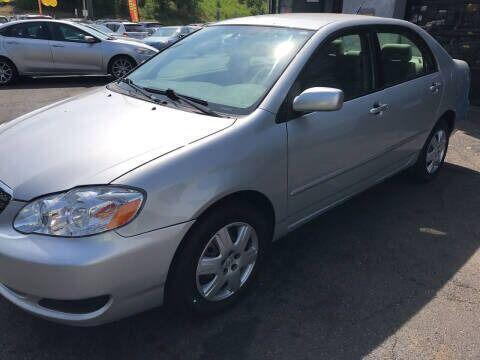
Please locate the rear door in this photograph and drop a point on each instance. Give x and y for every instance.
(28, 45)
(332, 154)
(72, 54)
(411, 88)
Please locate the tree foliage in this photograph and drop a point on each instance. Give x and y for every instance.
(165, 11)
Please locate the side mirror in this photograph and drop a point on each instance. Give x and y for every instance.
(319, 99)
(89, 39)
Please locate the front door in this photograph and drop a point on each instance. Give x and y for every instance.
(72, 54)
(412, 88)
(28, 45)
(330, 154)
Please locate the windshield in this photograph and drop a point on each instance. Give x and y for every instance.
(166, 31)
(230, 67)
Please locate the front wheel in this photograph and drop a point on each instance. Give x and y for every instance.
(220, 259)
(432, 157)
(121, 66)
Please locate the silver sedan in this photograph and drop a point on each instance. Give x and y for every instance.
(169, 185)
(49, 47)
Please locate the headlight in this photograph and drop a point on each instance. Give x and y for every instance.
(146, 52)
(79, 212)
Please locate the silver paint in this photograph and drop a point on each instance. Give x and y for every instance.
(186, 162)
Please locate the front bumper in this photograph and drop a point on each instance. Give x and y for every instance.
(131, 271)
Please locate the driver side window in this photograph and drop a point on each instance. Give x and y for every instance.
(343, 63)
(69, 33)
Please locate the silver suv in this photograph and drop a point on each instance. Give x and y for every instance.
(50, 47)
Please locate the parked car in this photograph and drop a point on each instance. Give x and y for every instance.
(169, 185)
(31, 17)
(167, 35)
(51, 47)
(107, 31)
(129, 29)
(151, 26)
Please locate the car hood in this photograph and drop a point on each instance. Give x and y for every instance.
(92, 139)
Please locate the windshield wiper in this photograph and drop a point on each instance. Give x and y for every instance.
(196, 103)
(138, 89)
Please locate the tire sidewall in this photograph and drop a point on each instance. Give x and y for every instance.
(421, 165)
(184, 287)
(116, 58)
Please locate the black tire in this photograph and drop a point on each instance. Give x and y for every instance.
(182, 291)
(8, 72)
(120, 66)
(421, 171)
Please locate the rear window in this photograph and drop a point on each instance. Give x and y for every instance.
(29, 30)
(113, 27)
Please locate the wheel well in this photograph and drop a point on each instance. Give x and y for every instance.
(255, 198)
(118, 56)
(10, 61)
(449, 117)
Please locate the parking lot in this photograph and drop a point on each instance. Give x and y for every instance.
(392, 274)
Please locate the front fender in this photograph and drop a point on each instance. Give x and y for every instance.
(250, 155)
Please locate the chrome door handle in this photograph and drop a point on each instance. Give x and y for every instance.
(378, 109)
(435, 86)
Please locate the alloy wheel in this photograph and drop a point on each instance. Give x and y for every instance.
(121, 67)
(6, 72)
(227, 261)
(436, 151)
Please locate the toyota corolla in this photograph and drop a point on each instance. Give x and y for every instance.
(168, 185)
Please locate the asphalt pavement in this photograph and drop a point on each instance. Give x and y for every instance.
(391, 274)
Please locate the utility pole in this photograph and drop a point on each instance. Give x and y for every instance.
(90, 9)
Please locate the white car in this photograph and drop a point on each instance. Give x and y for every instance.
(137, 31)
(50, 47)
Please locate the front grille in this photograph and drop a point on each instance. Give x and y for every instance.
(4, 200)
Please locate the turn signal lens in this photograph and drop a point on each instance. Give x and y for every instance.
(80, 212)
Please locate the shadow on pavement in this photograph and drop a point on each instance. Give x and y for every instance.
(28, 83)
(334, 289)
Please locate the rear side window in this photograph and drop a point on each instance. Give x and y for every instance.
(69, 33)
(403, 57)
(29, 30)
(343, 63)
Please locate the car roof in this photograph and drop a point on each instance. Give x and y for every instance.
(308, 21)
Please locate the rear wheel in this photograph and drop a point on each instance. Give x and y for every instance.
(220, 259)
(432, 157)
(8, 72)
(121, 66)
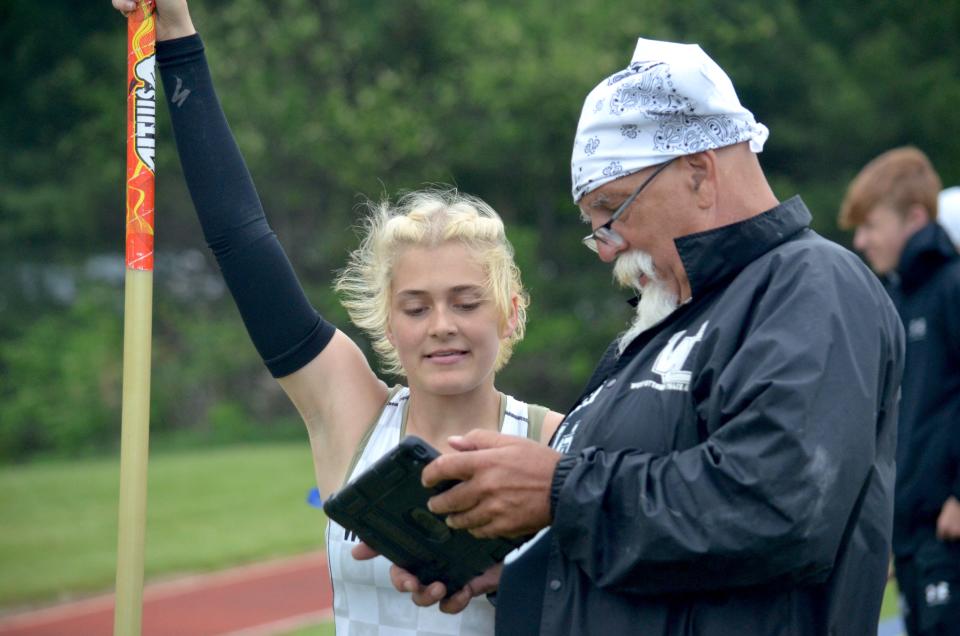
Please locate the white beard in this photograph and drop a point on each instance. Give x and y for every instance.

- - -

- **TASK STATEMENT**
From the first line of the material to the last, retype everything exactly except the images.

- **EXPECTED OUTPUT**
Please locate the rear door in this photograph and drop a point on each instance. Give x and y for every instance.
(28, 45)
(332, 154)
(72, 54)
(411, 88)
Please locate the tree foliage in this photograph and drop a point on each instance. Give x and y for every instance.
(165, 11)
Please locate the side mirror in this photograph and drop a point on each instance. Give x and y for every instance.
(319, 99)
(89, 39)
Please locate the front door in this photograph and drop a point on each instance. Give x and y for every instance.
(72, 54)
(412, 88)
(28, 45)
(330, 154)
Please locate the windshield in this photograph and drop a point on each instance. Give x and y for every instance.
(166, 31)
(230, 67)
Please locate the front wheel in this photograph and drop a point on each instance. Give x and y for every instance.
(220, 259)
(432, 157)
(121, 66)
Please locate the silver sedan in this photograph and drop a point on each instance. Give x and y for every instance.
(169, 185)
(49, 47)
Please locate the headlight in this photograph and drop a point on each instance. Give x and y for every instance.
(146, 52)
(79, 212)
Please locate the silver paint in this photograph and drop a point on each instance. Give x and y for every instance.
(186, 162)
Please locate the front bumper in this photograph and drop a point on each instance. Give x and y for every instance.
(131, 271)
Please locate the driver side window in this photograph and drop a point on each instance. Give x and y for every instance.
(343, 63)
(69, 33)
Please locate the silver suv in this photograph and drop a point on each instance. Give x and y for every instance.
(50, 47)
Please locate the parked car in this photograph and drop a point on each instance. Give x and y for every instance.
(169, 185)
(31, 17)
(167, 35)
(51, 47)
(107, 31)
(129, 29)
(151, 26)
Please locate the car hood in this photograph and drop a point on each instance. Give x and y for every instance.
(92, 139)
Please locate the windshield wiper in this photograph and drop a point on each instance. Give x and y for every instance.
(196, 103)
(138, 89)
Please locate the tire sidewall in this photograph and drop a point on each instance. Give x and y for every instance.
(421, 165)
(184, 287)
(116, 58)
Please locate the black tire in this photograph and drop a point on each instance. Give x and y for every instance.
(182, 291)
(8, 72)
(120, 66)
(421, 171)
Please locate the rear window in this photograph and drop a point on each instance. Give x and y for every instance.
(29, 30)
(113, 27)
Please locate the wheel well in this photograph and drop a point on each instance. Give x and y for every instance.
(255, 198)
(118, 56)
(10, 61)
(449, 117)
Please locate the parking lot in this photograph and drop a point on each instance. Give x and y for every instance.
(392, 274)
Please locate the front fender in this photograph and drop a point on each instance. Give x and y for every instance.
(250, 155)
Please locate the chrome door handle in this photograph and drop a point on each instance. Give x and y for every instance.
(378, 109)
(435, 86)
Please locate the alloy wheel in this photograph and drop a point on each instance. Give x and y for every instance.
(121, 67)
(6, 72)
(227, 261)
(436, 151)
Please locate the toyota corolla in this photograph and drop a point on each instance. Give x and y for every instance.
(168, 185)
Please locate the asphalt pavement in this photograph and drop a point on each instance. Give x and y for every instance.
(391, 274)
Please locate the utility pole in this photograph and drop a point on each instance. Give x and y for every instance.
(90, 9)
Please locate the white car in this photograph and drop a point on each instance. Give x and y for every instance.
(137, 31)
(50, 47)
Please locate the front grille in this photograph and drop a point on each instance. Give x and y for every instance.
(4, 200)
Please locate the turn signal lens in this photograph and drop a point on each instance. Give x and y for every instance.
(80, 212)
Please locate the shadow on pavement in this photograph and drop a point on each instance. Give x and y for every instance.
(28, 83)
(334, 289)
Please locate the rear side window in this photograph and drop a point on each instance. Give x and y for every instance.
(69, 33)
(403, 57)
(29, 30)
(343, 63)
Please locate the car roof in this photograph and drop a point on each instance. Give x and y for every instance.
(308, 21)
Please locate the rear wheel in this photograph and drop a point on each instance. Give x and y for every instance.
(220, 259)
(432, 157)
(8, 72)
(121, 66)
Please locate the white beard in this photograph and drop a point on each instance. Give x and y for every instance.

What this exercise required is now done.